**Entries provided:**

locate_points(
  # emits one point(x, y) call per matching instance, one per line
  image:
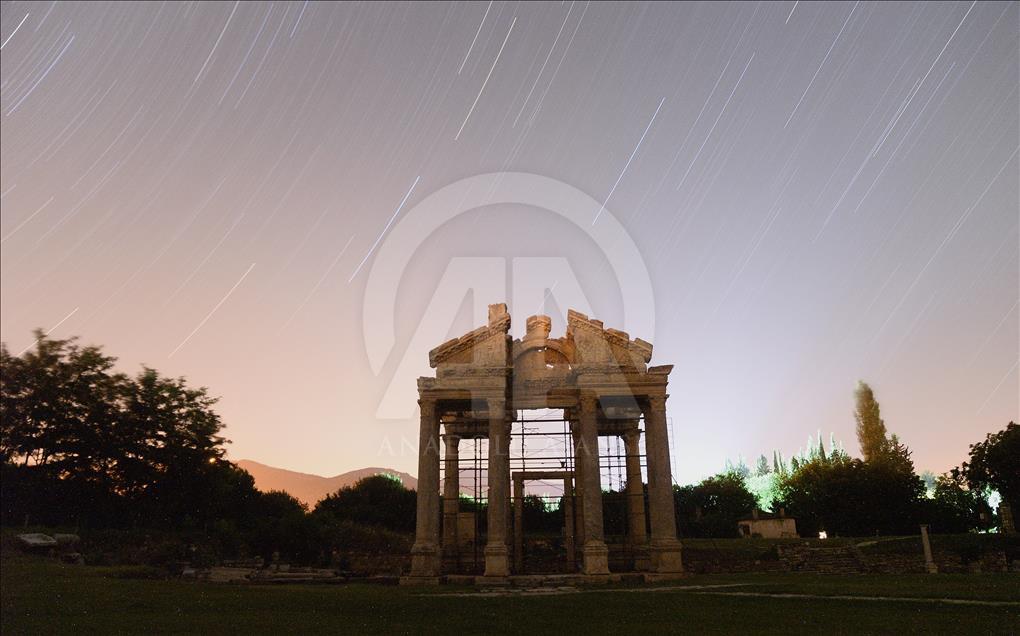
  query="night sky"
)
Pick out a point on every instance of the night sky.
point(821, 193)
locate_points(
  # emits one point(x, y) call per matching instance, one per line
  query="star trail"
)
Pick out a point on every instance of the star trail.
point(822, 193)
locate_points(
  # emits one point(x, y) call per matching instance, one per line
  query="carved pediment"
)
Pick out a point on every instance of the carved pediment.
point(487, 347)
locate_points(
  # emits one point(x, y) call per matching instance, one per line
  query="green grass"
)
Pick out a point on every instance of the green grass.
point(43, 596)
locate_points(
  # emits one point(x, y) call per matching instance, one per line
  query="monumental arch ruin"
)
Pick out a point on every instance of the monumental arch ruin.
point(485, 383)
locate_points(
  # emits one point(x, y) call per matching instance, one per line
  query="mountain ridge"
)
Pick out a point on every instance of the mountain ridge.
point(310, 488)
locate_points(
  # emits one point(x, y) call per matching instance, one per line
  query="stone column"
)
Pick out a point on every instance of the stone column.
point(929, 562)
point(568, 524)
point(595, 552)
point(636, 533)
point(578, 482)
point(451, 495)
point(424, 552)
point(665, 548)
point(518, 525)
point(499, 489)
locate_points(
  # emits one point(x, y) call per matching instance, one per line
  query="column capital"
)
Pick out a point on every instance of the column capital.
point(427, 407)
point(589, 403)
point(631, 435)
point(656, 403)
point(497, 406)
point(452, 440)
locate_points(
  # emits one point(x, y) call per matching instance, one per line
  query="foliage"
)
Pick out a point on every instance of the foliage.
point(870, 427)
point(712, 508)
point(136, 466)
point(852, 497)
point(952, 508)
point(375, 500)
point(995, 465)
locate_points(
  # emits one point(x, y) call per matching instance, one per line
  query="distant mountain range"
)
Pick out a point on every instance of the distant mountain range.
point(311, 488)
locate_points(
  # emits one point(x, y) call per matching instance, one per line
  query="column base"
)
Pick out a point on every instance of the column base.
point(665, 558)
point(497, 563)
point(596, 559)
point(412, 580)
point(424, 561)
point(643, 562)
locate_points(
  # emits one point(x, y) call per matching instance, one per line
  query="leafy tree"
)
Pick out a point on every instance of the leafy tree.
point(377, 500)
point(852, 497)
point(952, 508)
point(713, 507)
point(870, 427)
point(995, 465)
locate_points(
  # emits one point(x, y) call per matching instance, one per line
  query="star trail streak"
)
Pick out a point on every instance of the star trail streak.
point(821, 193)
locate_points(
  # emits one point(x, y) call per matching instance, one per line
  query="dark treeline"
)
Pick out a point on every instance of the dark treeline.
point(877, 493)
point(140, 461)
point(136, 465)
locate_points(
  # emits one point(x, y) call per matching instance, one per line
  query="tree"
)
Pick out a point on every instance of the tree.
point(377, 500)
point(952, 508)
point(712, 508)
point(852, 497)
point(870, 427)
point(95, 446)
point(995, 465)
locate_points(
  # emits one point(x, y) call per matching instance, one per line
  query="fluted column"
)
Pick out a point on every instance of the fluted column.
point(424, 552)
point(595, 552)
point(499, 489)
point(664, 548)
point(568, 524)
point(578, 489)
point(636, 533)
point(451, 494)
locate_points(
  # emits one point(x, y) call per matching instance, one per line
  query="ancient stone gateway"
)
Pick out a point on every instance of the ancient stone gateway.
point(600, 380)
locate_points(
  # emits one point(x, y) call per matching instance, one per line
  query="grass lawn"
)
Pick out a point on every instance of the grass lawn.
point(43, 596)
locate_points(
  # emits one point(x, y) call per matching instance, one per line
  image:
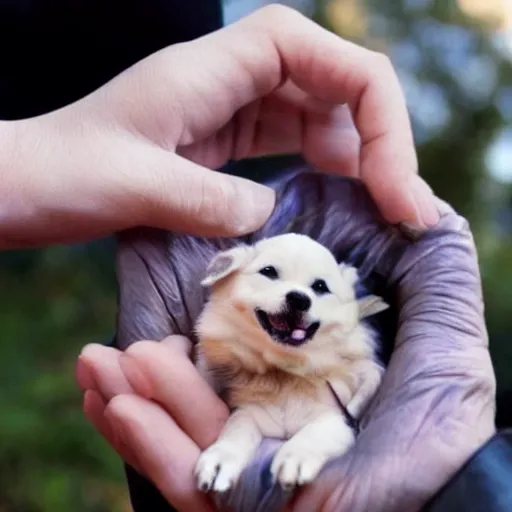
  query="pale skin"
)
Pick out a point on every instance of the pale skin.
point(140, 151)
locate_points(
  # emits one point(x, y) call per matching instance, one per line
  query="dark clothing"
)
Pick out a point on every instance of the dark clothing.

---

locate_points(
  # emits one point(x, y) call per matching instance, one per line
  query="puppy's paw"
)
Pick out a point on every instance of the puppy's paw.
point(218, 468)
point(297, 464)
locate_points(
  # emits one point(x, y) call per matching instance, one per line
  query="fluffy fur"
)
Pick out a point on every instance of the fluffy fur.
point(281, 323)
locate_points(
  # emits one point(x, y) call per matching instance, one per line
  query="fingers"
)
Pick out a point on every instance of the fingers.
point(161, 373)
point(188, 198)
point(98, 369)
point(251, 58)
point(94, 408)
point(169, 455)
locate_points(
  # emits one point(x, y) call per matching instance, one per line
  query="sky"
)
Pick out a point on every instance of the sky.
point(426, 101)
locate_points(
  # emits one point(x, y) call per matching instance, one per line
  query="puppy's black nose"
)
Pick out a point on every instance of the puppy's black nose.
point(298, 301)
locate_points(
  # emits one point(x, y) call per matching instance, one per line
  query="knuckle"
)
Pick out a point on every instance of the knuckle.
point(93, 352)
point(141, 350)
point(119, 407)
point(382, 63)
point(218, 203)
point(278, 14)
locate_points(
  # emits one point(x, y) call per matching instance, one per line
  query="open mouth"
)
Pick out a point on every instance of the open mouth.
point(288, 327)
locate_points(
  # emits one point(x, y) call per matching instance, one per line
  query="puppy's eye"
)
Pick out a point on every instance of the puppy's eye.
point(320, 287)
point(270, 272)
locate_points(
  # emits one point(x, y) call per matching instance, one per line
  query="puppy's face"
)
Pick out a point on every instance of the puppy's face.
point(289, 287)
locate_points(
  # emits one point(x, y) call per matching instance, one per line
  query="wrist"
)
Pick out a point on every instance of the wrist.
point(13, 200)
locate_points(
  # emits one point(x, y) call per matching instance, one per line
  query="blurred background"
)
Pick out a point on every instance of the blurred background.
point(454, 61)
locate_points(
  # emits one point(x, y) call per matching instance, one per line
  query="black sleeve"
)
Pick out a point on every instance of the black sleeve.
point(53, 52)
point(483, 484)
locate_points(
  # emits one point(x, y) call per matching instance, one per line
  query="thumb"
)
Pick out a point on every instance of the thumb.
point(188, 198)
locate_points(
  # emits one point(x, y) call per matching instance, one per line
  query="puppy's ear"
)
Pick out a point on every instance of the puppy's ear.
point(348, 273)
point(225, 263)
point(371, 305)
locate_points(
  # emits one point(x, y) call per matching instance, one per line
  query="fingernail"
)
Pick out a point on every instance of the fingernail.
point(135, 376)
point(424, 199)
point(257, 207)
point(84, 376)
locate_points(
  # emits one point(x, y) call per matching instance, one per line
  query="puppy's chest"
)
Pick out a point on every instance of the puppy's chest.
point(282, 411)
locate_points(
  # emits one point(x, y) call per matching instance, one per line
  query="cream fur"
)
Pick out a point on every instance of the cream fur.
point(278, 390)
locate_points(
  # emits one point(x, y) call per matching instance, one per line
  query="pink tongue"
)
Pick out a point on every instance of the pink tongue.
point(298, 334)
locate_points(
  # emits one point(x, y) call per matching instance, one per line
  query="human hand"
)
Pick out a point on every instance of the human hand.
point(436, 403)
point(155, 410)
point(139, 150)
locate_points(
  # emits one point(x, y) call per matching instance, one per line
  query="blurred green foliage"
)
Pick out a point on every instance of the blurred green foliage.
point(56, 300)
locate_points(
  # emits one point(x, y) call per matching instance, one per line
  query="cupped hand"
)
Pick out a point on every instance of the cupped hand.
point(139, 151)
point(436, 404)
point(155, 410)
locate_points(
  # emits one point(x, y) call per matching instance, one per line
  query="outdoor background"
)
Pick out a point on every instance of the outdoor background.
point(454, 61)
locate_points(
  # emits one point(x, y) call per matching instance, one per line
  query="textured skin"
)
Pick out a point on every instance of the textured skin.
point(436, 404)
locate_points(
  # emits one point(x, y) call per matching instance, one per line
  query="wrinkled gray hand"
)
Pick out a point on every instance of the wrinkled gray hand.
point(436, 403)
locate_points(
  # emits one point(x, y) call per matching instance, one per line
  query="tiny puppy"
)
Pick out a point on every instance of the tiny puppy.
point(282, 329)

...

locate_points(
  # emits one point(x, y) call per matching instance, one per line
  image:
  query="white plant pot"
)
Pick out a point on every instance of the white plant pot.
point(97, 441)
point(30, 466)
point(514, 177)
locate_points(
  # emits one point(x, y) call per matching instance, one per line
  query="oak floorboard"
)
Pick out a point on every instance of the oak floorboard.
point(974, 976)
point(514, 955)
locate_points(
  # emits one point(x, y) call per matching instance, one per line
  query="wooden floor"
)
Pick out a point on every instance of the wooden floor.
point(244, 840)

**Short task:** Select every line in the material above that contains the word "wrinkled", and copy each such line.

**Exercise response:**
  query="wrinkled gray hand"
Pick out a point on every instance of the wrinkled gray hand.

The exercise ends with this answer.